_Excerpt_
= = = = = = =
The Northamptonshire antiquarian Henry Isham Longden of Lamport devoted much
attention to the Woodforde family pedigree, but a card
in his handwriting in the Northamptonshire Record Office index for John Woodford of Scaldwell says that “(John of Scaldwell) is said to be the earliest
ancestor of the Revd James Woodforde. Of this claim I can find no
proof.” The Leicestershire-Northamptonshire Connection There are a number of reasons for accepting the proposition that this Northamptonshire Woodforde family is a branch of the ancient Woodford family of Leicestershire.
Several editions of Burke’s Peerage suggested that Robert Woodforde
(1606-1654) was a descendant of Robert Woodford of Bucks, the son of
Ralph Woodford of Ashby Folville. The text is as follows: `His (ie:
Sir Robert Woodforde’s) great-grandson, Sir Robert Woodfoorde (sic)
married in 1489 the daughter and heir of Gate of Burnham co.
= = = = = = =
_Exercise instructions_
[1] Please repeat the part of the Woodforde pedigree text that opens with the words containing "The Northamptonshire antiquarian" and closes with "family of Leicestershire.", word for word.
[2] Carry on the Woodforde pedigree text from the point where it stops.

_Source material_
= = = = = = =
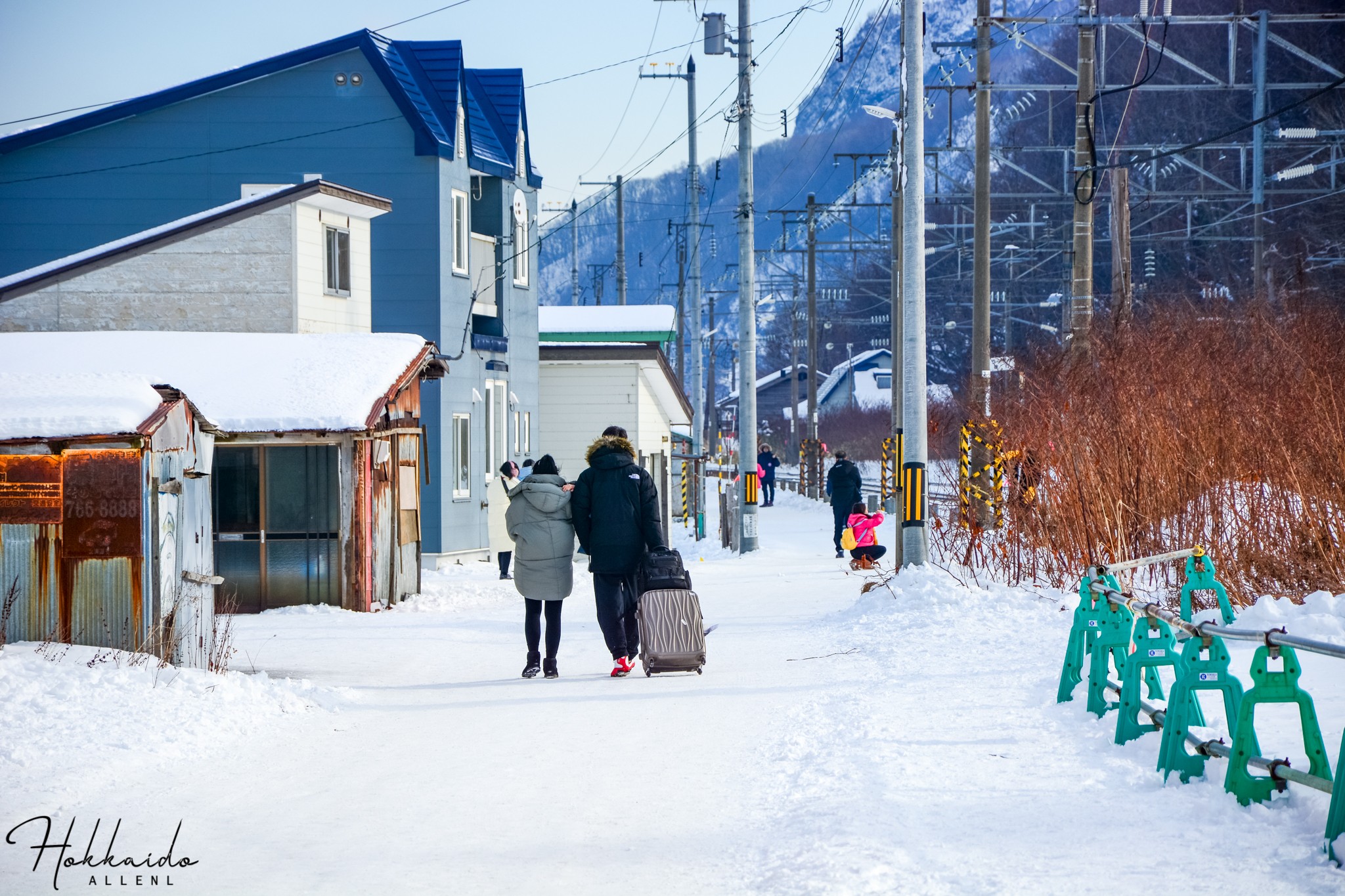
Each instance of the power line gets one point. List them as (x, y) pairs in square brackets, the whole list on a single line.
= = = = = = =
_Expected answers_
[1]
The Northamptonshire antiquarian Henry Isham Longden of Lamport devoted much
attention to the Woodforde family pedigree, but a card
in his handwriting in the Northamptonshire Record Office index for John Woodford of Scaldwell says that “(John of Scaldwell) is said to be the earliest
ancestor of the Revd James Woodforde. Of this claim I can find no
proof.” The Leicestershire-Northamptonshire Connection There are a number of reasons for accepting the proposition that this Northamptonshire Woodforde family is a branch of the ancient Woodford family of Leicestershire.

[2]
Buckingham, and was ancestor of Samuel Woodford, DD.’ Samuel was the
eldest son of Robert Woodforde, Steward of Northampton. This was
revised in later editions to become the simple and more cautious phrase, `the
descendant of an ancient family’. It is recorded that the Woodforde family of Ansford, Somerset, had in its possession many family documents from possibly the 14th and 15th Century which were lost or destroyed after the death of the Revd Alexander Woodforde in Locking, Somerset in 1909. It is said that immediately after the death of Alexander, these documents along with many diaries and other papers were accidentally sold as waste and were carted away and destroyed. The two families were in adjacent counties and there are manorial links between these two families. A Ralph Woodford received lands from John, Lord Zouch of Harringworth after the latter’s disgrace in 1485 following the battle of Bosworth, and, much earlier, Nichols notes that in 1230 `William la Zouch of Haringworth, co Northampton, knt,. Deceased, held Brentingby, as a member of Thorpe-Ernald.’ Harringworth is in Northamptonshire and in the vicinity of the village of Old.